▸ TASK MATERIAL:
- - - - - - -

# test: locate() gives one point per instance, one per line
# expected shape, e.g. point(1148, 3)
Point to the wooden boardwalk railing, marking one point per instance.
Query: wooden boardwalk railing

- - - - - - -

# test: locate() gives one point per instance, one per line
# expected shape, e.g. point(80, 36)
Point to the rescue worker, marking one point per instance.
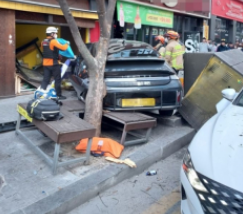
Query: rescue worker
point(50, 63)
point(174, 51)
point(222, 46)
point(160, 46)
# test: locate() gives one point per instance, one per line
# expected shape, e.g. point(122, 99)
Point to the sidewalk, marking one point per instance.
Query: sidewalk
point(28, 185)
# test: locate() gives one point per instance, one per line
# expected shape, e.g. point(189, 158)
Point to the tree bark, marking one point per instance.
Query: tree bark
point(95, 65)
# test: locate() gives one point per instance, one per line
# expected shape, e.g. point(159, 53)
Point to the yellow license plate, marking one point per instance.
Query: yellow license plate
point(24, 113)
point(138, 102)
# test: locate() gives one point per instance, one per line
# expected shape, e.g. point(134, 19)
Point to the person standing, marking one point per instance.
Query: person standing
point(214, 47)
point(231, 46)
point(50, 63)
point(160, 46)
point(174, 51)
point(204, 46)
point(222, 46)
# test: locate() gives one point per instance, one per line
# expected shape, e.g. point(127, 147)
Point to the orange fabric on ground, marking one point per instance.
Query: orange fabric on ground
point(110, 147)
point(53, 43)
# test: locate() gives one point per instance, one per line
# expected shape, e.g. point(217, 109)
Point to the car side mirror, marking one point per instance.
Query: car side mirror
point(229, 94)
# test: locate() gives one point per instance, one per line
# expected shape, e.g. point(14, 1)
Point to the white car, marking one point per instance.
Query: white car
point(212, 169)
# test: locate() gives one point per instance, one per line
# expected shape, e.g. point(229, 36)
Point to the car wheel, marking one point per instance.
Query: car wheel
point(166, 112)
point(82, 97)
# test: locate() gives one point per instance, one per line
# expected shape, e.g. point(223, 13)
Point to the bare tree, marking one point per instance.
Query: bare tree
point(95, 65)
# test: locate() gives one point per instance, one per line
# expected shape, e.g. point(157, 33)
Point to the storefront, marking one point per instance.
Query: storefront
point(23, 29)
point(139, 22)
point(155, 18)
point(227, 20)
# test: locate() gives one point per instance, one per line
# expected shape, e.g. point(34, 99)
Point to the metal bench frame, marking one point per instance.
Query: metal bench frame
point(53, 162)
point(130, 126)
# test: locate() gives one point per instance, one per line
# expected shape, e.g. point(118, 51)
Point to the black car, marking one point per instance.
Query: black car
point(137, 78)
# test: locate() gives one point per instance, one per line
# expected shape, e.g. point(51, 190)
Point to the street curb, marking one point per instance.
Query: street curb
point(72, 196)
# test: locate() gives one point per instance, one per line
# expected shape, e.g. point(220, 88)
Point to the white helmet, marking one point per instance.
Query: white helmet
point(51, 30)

- - - - - - -

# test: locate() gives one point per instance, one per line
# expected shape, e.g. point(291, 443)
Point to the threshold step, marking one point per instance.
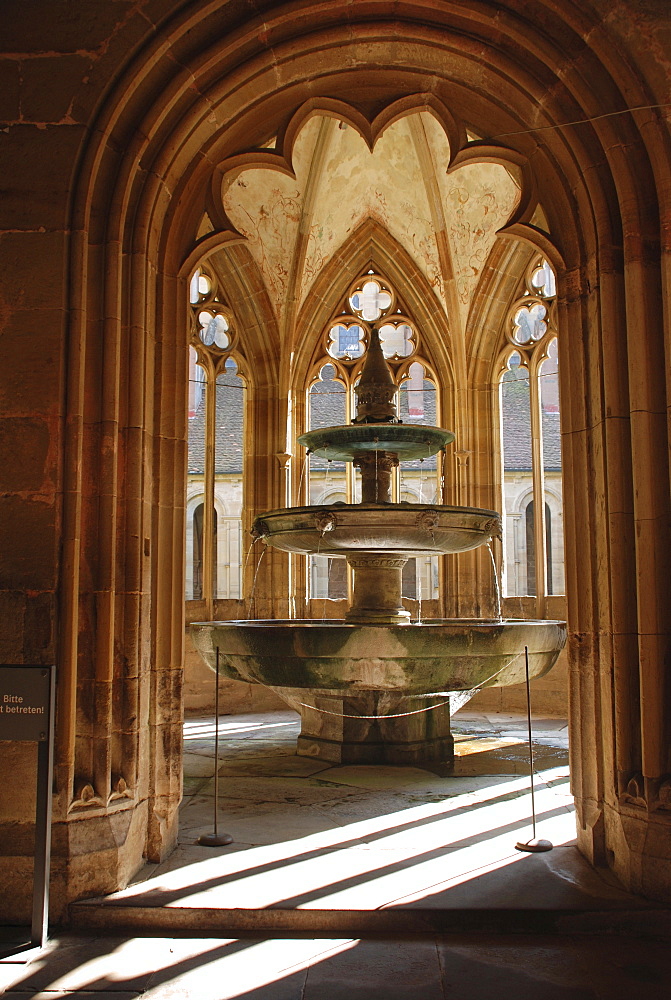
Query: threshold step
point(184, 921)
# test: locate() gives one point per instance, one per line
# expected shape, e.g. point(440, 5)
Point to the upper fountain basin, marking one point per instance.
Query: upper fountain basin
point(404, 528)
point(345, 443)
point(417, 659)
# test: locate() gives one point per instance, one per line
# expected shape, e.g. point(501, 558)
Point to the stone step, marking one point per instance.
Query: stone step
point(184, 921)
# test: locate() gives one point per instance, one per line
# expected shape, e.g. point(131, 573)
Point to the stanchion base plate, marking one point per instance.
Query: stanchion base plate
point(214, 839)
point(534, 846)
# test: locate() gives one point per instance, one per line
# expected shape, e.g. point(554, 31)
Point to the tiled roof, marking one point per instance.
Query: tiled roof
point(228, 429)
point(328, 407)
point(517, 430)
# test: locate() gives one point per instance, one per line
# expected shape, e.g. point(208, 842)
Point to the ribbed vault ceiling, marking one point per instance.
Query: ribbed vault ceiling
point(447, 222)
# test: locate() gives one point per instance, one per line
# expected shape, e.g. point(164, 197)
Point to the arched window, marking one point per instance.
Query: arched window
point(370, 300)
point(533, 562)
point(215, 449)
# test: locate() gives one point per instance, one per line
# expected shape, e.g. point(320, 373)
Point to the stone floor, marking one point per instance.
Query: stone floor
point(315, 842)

- - - - - - -

▸ SHORT PROBLEM: Gather and copy every line above that contains the string "helmet". Count only matches with the same capitalization.

▸ RESPONSE TO THE EXERCISE:
Point to the white helmet, marking one point per instance.
Query: white helmet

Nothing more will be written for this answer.